**Prompt**
Please write out the rows again, starting at the beginning of the rows and going on through the line with "244, 150, 259, 175", swapping every "Locate" for "Find" and changing nothing else. Leave the pictures out.

**Extracted entries**
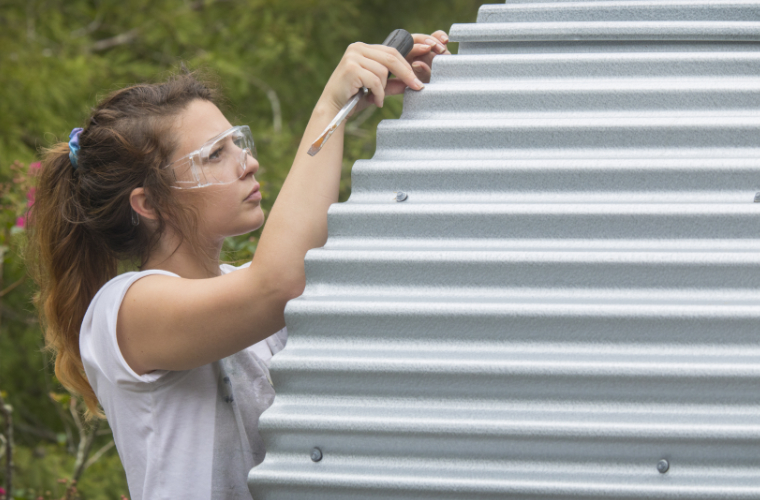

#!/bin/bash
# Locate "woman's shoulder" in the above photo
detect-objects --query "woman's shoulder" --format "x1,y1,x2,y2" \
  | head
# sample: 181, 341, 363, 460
219, 261, 251, 274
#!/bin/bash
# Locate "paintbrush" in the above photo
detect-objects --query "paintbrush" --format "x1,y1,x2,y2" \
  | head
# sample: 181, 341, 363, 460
309, 29, 414, 156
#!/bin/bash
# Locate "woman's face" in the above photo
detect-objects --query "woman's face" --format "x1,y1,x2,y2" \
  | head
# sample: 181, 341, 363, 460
171, 99, 264, 240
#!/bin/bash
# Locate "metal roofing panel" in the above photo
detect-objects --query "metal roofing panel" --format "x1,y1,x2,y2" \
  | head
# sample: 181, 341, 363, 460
249, 0, 760, 500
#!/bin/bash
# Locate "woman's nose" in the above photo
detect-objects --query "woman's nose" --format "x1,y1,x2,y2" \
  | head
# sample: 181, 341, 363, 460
244, 150, 259, 175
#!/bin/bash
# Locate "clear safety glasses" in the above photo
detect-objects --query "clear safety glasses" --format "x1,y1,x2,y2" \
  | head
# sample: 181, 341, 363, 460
166, 125, 256, 189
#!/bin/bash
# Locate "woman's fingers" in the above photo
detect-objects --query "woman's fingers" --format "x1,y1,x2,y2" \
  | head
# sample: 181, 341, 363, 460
359, 44, 424, 90
359, 68, 387, 108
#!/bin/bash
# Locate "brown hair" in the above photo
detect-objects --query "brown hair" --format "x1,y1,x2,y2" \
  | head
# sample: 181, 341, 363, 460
28, 74, 216, 415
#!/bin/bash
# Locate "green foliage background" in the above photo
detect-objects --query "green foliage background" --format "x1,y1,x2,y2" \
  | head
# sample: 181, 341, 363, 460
0, 0, 483, 500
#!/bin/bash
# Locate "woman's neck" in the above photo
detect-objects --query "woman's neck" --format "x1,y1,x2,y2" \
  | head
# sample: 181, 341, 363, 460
141, 229, 224, 279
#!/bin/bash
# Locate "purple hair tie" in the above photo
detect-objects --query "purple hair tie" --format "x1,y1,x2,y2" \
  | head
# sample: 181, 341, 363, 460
69, 127, 84, 168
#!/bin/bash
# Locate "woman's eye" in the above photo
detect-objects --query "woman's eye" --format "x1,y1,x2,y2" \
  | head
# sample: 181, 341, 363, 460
208, 146, 224, 160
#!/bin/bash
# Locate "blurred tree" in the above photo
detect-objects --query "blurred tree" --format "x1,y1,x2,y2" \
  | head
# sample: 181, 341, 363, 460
0, 0, 481, 500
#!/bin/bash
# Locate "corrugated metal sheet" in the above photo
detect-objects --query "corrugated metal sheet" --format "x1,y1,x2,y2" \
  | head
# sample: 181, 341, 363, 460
249, 0, 760, 500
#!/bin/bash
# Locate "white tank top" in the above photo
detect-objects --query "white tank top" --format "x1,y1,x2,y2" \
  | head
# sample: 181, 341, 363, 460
79, 264, 288, 500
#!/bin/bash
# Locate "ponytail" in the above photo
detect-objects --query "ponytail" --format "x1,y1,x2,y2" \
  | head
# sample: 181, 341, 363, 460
27, 74, 216, 417
27, 143, 118, 416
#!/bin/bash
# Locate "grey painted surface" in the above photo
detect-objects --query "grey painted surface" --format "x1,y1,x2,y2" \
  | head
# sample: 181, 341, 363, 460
249, 0, 760, 500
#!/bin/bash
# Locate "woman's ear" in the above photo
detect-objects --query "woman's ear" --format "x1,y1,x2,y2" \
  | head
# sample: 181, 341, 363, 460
129, 188, 158, 220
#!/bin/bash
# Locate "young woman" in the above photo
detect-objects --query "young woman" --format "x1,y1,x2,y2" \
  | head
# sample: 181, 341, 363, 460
29, 31, 448, 500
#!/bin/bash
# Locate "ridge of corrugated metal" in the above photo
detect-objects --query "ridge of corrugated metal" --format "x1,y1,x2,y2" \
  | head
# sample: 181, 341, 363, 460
249, 0, 760, 500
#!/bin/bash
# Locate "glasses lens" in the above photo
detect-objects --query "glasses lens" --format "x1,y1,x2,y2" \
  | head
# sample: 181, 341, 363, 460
169, 125, 256, 189
201, 126, 255, 184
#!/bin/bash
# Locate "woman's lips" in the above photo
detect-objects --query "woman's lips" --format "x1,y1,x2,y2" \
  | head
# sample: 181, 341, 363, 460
248, 182, 261, 201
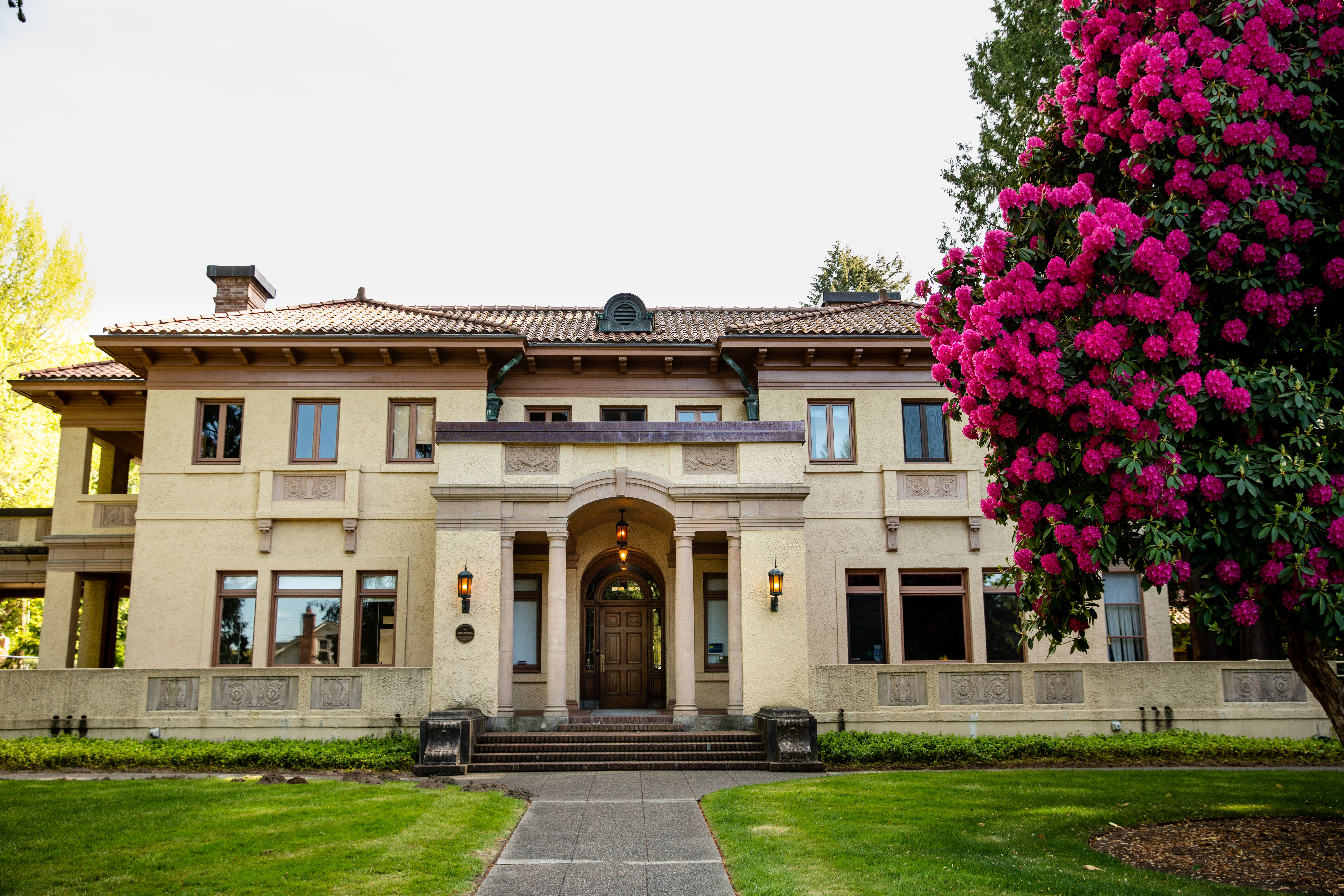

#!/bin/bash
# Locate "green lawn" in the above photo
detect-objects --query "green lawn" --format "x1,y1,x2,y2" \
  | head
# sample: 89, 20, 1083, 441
0, 779, 526, 896
702, 770, 1344, 896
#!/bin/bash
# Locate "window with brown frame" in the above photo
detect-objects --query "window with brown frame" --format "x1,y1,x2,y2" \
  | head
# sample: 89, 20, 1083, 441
387, 400, 434, 463
703, 572, 728, 672
900, 570, 969, 662
523, 407, 573, 423
900, 402, 949, 462
982, 570, 1023, 662
808, 402, 855, 463
355, 572, 396, 666
215, 571, 257, 666
270, 572, 341, 666
289, 399, 340, 463
844, 570, 891, 664
192, 399, 243, 463
513, 572, 542, 672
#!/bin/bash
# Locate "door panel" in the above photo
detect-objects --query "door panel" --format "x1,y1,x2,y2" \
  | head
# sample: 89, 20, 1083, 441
601, 606, 649, 709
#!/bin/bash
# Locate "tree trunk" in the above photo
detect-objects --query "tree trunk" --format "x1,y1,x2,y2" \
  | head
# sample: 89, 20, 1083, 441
1288, 627, 1344, 739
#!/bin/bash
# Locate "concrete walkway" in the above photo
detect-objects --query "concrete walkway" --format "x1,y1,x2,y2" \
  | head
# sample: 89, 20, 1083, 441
468, 771, 821, 896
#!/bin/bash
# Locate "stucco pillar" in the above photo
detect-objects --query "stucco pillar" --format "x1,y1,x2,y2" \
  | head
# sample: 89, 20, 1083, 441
544, 532, 570, 716
497, 532, 513, 716
672, 532, 699, 716
38, 571, 83, 669
728, 533, 742, 716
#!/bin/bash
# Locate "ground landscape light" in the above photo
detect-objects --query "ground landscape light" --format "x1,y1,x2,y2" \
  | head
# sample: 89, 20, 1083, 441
770, 557, 784, 613
457, 560, 472, 613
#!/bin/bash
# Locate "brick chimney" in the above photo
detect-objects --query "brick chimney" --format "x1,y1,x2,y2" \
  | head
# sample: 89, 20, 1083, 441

**Solution for this problem**
#!/bin/bash
# Find "woman's shoulder" in the above photo
detect-objects --query "woman's shoulder" --format "x1,y1,x2,y2" \
  | head
# sample: 181, 341, 363, 460
219, 261, 251, 274
#!/bin/bash
# Find "paintbrush" in the above photo
detect-objects --query "paintbrush" --format "x1,y1,x2,y2" \
  | head
# sample: 181, 341, 363, 460
309, 29, 414, 156
#!/bin/bash
# Find "woman's face" in the above photo
detect-objects --query "woman's face" --format "x1,y1,x2,y2" \
  | head
# sample: 181, 341, 363, 460
171, 99, 264, 240
#!/bin/bash
# Find "metal roofing panel" in the above photo
detect-objects --query "metal roofing panel" --format "x1,y1,x2,y2" \
  | head
# sample: 181, 341, 363, 460
249, 0, 760, 500
#!/bin/bash
# Find "woman's nose" in the above photo
detect-objects --query "woman's nose" --format "x1,y1,x2,y2" \
  | head
# sample: 181, 341, 363, 460
244, 150, 259, 175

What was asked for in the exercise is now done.